WHAT THE EXERCISE ASKS:
In exact form, please repeat the records from their opening line down to the line with "sample | [211, 413]", including that line.

- - - - - - -

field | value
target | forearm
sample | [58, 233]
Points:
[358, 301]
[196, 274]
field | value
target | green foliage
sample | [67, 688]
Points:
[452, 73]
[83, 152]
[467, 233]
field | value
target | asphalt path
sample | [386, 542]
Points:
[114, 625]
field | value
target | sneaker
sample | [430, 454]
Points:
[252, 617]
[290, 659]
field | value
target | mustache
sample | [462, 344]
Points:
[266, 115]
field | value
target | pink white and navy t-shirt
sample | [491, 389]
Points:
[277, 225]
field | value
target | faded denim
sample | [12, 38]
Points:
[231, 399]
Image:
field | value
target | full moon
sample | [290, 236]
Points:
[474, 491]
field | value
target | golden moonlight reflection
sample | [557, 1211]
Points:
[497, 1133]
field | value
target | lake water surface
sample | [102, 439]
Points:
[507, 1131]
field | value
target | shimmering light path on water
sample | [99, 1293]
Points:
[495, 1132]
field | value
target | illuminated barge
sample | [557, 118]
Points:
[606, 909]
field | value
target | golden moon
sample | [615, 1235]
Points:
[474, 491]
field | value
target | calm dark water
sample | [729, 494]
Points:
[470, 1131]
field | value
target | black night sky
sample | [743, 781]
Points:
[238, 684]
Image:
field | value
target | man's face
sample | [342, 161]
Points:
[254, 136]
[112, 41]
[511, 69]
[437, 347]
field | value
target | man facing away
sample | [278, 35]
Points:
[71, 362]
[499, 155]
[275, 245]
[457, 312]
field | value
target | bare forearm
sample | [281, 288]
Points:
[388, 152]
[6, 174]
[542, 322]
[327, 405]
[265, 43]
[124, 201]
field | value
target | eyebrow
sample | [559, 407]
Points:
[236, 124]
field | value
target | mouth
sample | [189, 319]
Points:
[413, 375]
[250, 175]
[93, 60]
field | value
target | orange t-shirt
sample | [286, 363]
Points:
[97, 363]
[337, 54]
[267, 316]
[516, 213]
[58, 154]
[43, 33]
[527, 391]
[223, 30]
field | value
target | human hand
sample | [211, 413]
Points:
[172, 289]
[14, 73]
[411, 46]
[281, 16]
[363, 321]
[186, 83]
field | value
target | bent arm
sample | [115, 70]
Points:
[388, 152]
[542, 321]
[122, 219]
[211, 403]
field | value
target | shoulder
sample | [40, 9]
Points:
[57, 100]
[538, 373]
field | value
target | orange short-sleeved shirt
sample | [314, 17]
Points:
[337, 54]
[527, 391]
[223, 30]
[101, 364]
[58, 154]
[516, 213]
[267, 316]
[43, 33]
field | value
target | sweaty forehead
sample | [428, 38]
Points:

- - - - - - -

YOUR SOLUTION:
field | value
target | forearm
sample | [58, 233]
Points:
[358, 301]
[196, 274]
field | value
target | green foliage
sample | [67, 688]
Points:
[452, 73]
[83, 152]
[467, 233]
field | value
target | asphalt path
sample | [386, 542]
Points:
[114, 625]
field | value
target | sneaker
sample | [430, 454]
Points:
[252, 617]
[290, 659]
field | value
target | mustache
sample | [462, 344]
Points:
[266, 115]
field | value
target | pink white and navy t-shirt
sample | [491, 389]
Points:
[277, 225]
field | value
target | faded denim
sample | [12, 38]
Points:
[231, 399]
Image:
field | value
target | full moon
sample | [290, 236]
Points:
[474, 491]
field | value
target | golden moonlight reflection
sample | [557, 1211]
Points:
[497, 1133]
field | value
target | lake water surface
sample | [102, 439]
Points:
[507, 1131]
field | value
target | shimmering light path on water
sample | [99, 1293]
Points:
[495, 1132]
field | value
target | illuminated barge
sample | [557, 118]
Points:
[606, 909]
field | value
target | golden moon
sample | [615, 1235]
Points:
[474, 491]
field | value
target | calm dark water
sample | [729, 494]
Points:
[470, 1131]
field | value
target | black night sky
sample | [743, 781]
Points:
[238, 684]
Image:
field | value
target | man's face
sample | [342, 161]
Points:
[254, 136]
[112, 41]
[511, 69]
[437, 347]
field | value
target | man facing away
sample | [278, 35]
Points:
[71, 362]
[499, 155]
[275, 245]
[457, 312]
field | value
target | bare forearm
sample | [281, 288]
Points:
[388, 152]
[6, 174]
[542, 322]
[327, 405]
[265, 43]
[124, 201]
field | value
target | eyebrow
sample | [559, 407]
Points:
[236, 124]
field | value
target | mouth
sample | [189, 319]
Points:
[413, 375]
[250, 175]
[93, 60]
field | value
target | orange t-shirt
sample | [286, 363]
Points:
[97, 363]
[337, 54]
[267, 316]
[516, 213]
[58, 154]
[43, 33]
[527, 391]
[223, 30]
field | value
target | human hand
sample | [211, 413]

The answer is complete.